What to produce
Continue the comment thread about Peanuts and its creator below, starting right after its final sentence.

Excerpt provided

>>

Peanuts was great before Snoopy took over the strip, and still had moments of greatness afterwards. Thanks for this essay, which I enjoyed. But I must add a cautionary usage note: it's just plain seriatim, not "in seriatim." Yes, I'm a card-carrying descriptivist, and if this were a commonly used bit of Latin and everyone said "in seriatim," I'd bite my tongue and accept vox populi. But it's not, and I'd prefer to stamp out this example of faux Latinity before it gets started.
posted by languagehat at 2:36 PM on October 9, 2014 [3 favorites]


Why does Charlie Brown always insist on running up to the ball? Just kick it from right where you're standing, before Lucy has time to pull it away.
posted by Metroid Baby at 2:55 PM on October 9, 2014


I wonder if Schulz, who consistently portrayed psychiatry as ineffective, had a Scientology connection?

No. Schulz had roots in the middle-of-the-road evangelicalism of the Church of God, though later in life he underwent somewhat of a transformation. Somewhere between 1965 and 1975, he seemed to lose faith and embraced a more secular humanist view. He was quoted as saying "I am fearful of an overly organized church and I am very fearful of a church which equates itself with Americanism."

<<

Dataset extract
>>

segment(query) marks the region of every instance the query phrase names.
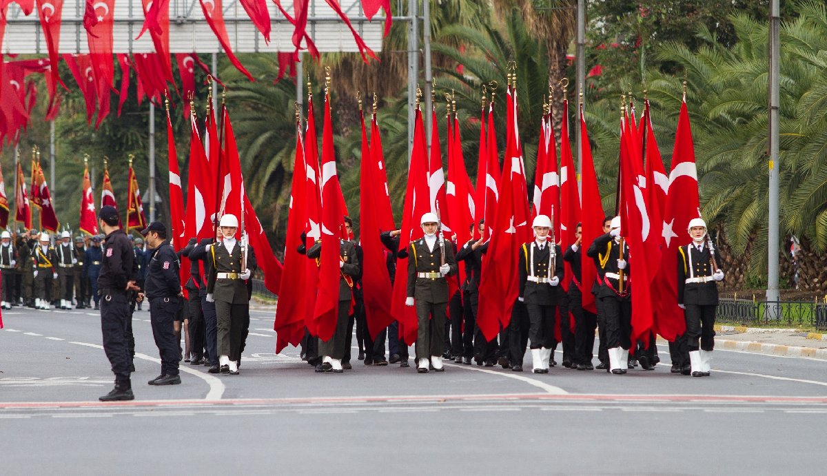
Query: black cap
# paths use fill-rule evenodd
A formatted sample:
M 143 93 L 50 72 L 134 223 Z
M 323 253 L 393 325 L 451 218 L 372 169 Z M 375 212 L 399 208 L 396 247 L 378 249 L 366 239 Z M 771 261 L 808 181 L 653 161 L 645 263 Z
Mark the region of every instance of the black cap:
M 161 235 L 164 235 L 165 236 L 166 226 L 165 226 L 160 221 L 153 221 L 150 223 L 149 226 L 146 226 L 146 228 L 141 230 L 141 234 L 146 236 L 146 234 L 149 233 L 150 231 L 157 231 L 158 233 L 160 233 Z
M 107 223 L 117 221 L 117 209 L 112 207 L 112 205 L 107 205 L 105 207 L 102 207 L 100 212 L 98 214 L 98 217 L 106 221 Z

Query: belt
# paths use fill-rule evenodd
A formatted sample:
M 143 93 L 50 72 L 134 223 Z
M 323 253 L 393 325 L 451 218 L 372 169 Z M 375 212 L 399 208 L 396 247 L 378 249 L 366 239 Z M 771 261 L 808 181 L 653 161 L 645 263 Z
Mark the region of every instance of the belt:
M 435 279 L 437 278 L 442 278 L 442 273 L 417 273 L 417 278 L 428 278 L 430 279 Z
M 690 283 L 709 283 L 710 281 L 715 280 L 712 276 L 701 276 L 700 278 L 686 278 L 686 284 Z

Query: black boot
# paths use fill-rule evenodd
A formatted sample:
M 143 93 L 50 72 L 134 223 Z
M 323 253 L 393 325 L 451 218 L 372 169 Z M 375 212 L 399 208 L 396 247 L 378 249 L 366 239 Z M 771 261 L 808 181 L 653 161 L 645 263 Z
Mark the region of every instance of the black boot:
M 119 400 L 135 400 L 132 393 L 132 384 L 128 378 L 126 380 L 116 380 L 115 388 L 112 392 L 98 398 L 101 402 L 115 402 Z

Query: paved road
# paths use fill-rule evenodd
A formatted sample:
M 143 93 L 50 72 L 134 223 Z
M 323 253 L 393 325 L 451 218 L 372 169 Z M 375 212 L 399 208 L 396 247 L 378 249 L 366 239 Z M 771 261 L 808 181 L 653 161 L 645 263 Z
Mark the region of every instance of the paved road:
M 252 313 L 241 374 L 160 364 L 133 322 L 136 400 L 104 404 L 99 317 L 13 310 L 0 331 L 2 474 L 777 474 L 823 472 L 824 360 L 717 351 L 712 377 L 397 365 L 317 374 Z M 354 353 L 355 355 L 355 353 Z M 560 360 L 560 357 L 557 358 Z

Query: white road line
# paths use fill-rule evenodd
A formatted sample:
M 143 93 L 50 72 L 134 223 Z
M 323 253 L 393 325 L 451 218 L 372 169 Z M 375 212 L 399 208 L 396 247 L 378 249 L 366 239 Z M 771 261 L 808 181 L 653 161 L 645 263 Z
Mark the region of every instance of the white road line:
M 805 380 L 804 378 L 791 378 L 789 377 L 777 377 L 775 375 L 764 375 L 762 374 L 753 374 L 750 372 L 734 372 L 732 370 L 719 370 L 717 369 L 715 369 L 714 372 L 715 374 L 720 372 L 721 374 L 735 374 L 737 375 L 748 375 L 750 377 L 762 377 L 764 378 L 772 378 L 773 380 L 786 380 L 787 382 L 798 382 L 799 383 L 812 383 L 813 385 L 821 385 L 822 387 L 827 387 L 827 382 Z
M 508 372 L 508 373 L 506 373 L 506 372 L 496 372 L 496 371 L 494 371 L 494 370 L 488 370 L 488 369 L 475 369 L 473 367 L 466 367 L 464 365 L 457 365 L 455 364 L 448 364 L 448 363 L 446 363 L 446 364 L 447 364 L 447 366 L 450 367 L 451 369 L 462 369 L 464 370 L 473 370 L 475 372 L 482 372 L 484 374 L 490 374 L 492 375 L 499 375 L 500 377 L 507 377 L 509 378 L 514 378 L 515 380 L 519 380 L 520 382 L 524 382 L 524 383 L 528 383 L 529 385 L 533 385 L 534 387 L 537 387 L 538 388 L 542 388 L 543 390 L 546 391 L 547 393 L 550 393 L 552 395 L 567 395 L 568 394 L 568 392 L 563 390 L 562 388 L 561 388 L 559 387 L 555 387 L 554 385 L 550 385 L 548 383 L 546 383 L 545 382 L 542 382 L 540 380 L 538 380 L 536 378 L 532 378 L 530 377 L 526 377 L 524 375 L 516 375 L 515 374 L 517 374 L 516 372 L 510 372 L 510 371 Z

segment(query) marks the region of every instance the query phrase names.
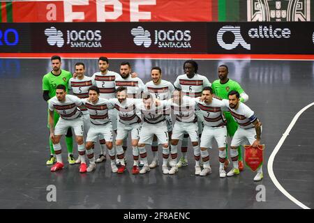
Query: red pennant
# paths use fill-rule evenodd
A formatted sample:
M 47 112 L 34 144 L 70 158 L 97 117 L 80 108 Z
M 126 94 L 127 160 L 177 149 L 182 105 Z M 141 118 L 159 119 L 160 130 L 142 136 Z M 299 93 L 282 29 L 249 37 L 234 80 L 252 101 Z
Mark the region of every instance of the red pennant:
M 246 165 L 250 167 L 252 171 L 255 171 L 263 164 L 264 148 L 265 145 L 259 145 L 257 148 L 253 148 L 251 145 L 244 146 Z

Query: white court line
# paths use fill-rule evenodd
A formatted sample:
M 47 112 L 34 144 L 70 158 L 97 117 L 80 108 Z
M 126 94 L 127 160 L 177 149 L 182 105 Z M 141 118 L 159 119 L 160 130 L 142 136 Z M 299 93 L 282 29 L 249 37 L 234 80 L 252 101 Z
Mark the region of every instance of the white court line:
M 279 183 L 279 182 L 277 180 L 277 178 L 275 176 L 275 174 L 274 174 L 273 171 L 273 163 L 274 160 L 275 158 L 276 155 L 277 154 L 278 151 L 281 148 L 281 146 L 283 145 L 283 142 L 285 140 L 285 138 L 289 135 L 289 133 L 290 132 L 291 130 L 292 129 L 293 126 L 294 125 L 297 121 L 299 119 L 299 117 L 301 116 L 301 114 L 304 112 L 305 110 L 308 109 L 310 107 L 314 105 L 314 102 L 311 103 L 306 107 L 304 107 L 302 109 L 301 109 L 293 118 L 292 121 L 291 121 L 290 124 L 289 125 L 288 128 L 285 130 L 285 133 L 283 133 L 283 137 L 279 140 L 279 141 L 277 144 L 277 146 L 276 146 L 275 148 L 274 149 L 273 152 L 271 153 L 269 159 L 268 160 L 267 163 L 267 169 L 268 169 L 268 174 L 271 179 L 273 180 L 274 184 L 276 187 L 288 199 L 290 199 L 292 201 L 293 201 L 294 203 L 300 206 L 301 208 L 304 209 L 311 209 L 304 203 L 299 201 L 297 199 L 296 199 L 294 197 L 293 197 L 290 194 L 289 194 L 285 188 L 281 186 L 281 185 Z

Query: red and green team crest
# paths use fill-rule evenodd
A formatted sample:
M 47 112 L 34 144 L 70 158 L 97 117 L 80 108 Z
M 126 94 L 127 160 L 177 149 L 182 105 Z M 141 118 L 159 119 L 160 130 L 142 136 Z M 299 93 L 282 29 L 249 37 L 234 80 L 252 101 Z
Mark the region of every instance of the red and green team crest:
M 253 171 L 255 171 L 263 164 L 264 148 L 265 145 L 259 145 L 257 148 L 253 148 L 251 145 L 244 146 L 246 165 Z

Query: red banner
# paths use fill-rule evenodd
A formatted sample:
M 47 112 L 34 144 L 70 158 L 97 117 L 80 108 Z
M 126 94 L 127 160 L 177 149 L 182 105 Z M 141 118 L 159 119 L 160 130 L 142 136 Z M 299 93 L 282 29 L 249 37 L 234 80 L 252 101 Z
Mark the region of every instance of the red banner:
M 259 145 L 257 148 L 245 145 L 246 165 L 253 171 L 256 171 L 263 164 L 263 151 L 265 145 Z
M 213 21 L 211 1 L 60 0 L 10 3 L 13 22 Z M 5 5 L 1 10 L 6 12 Z

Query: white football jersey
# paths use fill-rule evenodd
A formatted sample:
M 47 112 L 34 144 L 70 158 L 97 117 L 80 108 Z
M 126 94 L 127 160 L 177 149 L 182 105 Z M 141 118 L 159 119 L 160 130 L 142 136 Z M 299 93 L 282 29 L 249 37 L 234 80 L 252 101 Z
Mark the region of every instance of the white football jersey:
M 181 89 L 186 95 L 197 98 L 202 95 L 203 88 L 211 86 L 211 84 L 205 76 L 195 74 L 192 78 L 188 78 L 186 75 L 179 75 L 174 85 Z
M 110 70 L 108 70 L 105 75 L 103 75 L 100 72 L 93 75 L 91 78 L 99 88 L 100 98 L 107 99 L 116 98 L 115 80 L 119 77 L 120 77 L 119 74 Z
M 82 99 L 89 113 L 91 122 L 94 125 L 103 125 L 110 120 L 108 118 L 108 109 L 114 107 L 113 105 L 107 99 L 99 98 L 95 104 L 89 102 L 87 98 Z
M 59 102 L 57 96 L 52 98 L 49 100 L 48 108 L 50 111 L 56 109 L 62 118 L 72 120 L 77 118 L 82 114 L 77 109 L 77 107 L 81 105 L 81 100 L 77 96 L 66 95 L 66 100 L 63 102 Z
M 239 124 L 239 128 L 248 129 L 255 127 L 252 123 L 257 118 L 254 115 L 254 112 L 246 105 L 239 102 L 240 104 L 239 105 L 238 109 L 234 109 L 229 107 L 228 100 L 223 99 L 223 102 L 228 108 L 229 112 L 230 112 L 230 114 L 235 121 Z

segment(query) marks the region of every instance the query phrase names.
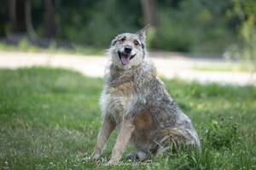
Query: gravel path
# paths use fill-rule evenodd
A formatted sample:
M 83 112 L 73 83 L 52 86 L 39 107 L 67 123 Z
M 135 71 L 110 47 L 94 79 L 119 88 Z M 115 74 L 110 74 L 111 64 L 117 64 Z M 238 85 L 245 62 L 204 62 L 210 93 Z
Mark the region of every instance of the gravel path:
M 256 74 L 235 71 L 201 71 L 195 67 L 224 68 L 229 63 L 218 59 L 188 58 L 177 54 L 150 54 L 158 74 L 166 78 L 181 78 L 197 81 L 201 83 L 217 82 L 256 86 Z M 171 56 L 170 56 L 171 55 Z M 49 66 L 77 71 L 84 76 L 102 77 L 104 68 L 108 64 L 108 56 L 82 56 L 56 54 L 31 54 L 0 51 L 0 68 L 16 69 L 20 67 Z

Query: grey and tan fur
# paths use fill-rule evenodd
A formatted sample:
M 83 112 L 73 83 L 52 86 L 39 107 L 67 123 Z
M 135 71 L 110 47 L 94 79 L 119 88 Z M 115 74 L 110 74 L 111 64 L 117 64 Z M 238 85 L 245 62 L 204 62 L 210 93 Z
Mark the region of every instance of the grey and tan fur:
M 108 164 L 117 163 L 126 145 L 137 150 L 131 158 L 147 159 L 163 146 L 200 146 L 190 119 L 178 108 L 156 76 L 145 50 L 145 28 L 117 36 L 109 48 L 112 63 L 101 97 L 103 120 L 93 158 L 98 158 L 110 133 L 119 135 Z

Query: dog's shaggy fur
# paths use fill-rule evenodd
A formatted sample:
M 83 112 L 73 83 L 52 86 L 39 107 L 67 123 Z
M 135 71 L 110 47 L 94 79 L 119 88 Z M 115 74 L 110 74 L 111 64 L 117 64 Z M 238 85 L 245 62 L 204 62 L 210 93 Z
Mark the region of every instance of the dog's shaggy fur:
M 145 30 L 117 36 L 111 43 L 112 63 L 101 97 L 102 125 L 92 154 L 99 157 L 112 131 L 119 133 L 109 164 L 117 163 L 130 142 L 137 149 L 130 158 L 147 159 L 163 146 L 200 146 L 190 119 L 156 77 L 145 50 Z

<<

Output
I think Schulz' apparent disdain for psychiatry is probably more an outgrowth of his own personal dealings with depression.
posted by Thorzdad at 3:01 PM on October 9, 2014 [6 favorites]


My favorite riff on this Peanuts trope is a strip that ran in either The New York Press or The Village Voice after Schulz passed away (I have spent YEARS image searching for it to no avail). All the Peanuts characters are shown being released from the gags/personalities/etc that had come to define them. Charlie Brown, after some doubt and hesitancy (and some goading from Lucy), resolves to try and kick the football now that Schulz is dead. I damn near wept as he connected with the football and yelled "MOTHERFUCKER!" jubiantly. The look of bewilderment on Lucy's face was priceless to behold.
posted by KingEdRa at 3:06 PM on October 9, 2014 [1 favorite]


His second wife, Jeanne, is still alive and occasionally attends Burning Man. I am not making this up.

In fact, she did her second Reddit AMA just a few days ago.
posted by svenx at 3:59 PM on October 9, 2014


Lucy had a certain something to her, though. This one has been my favorite for a while. Whenever the power goes out I am compelled to yell "YOU STUPID DARKNESS!"
posted by emjaybee at 5:20 PM on October 9, 2014 [6 favorites]


Sometimes a football is just a smoke.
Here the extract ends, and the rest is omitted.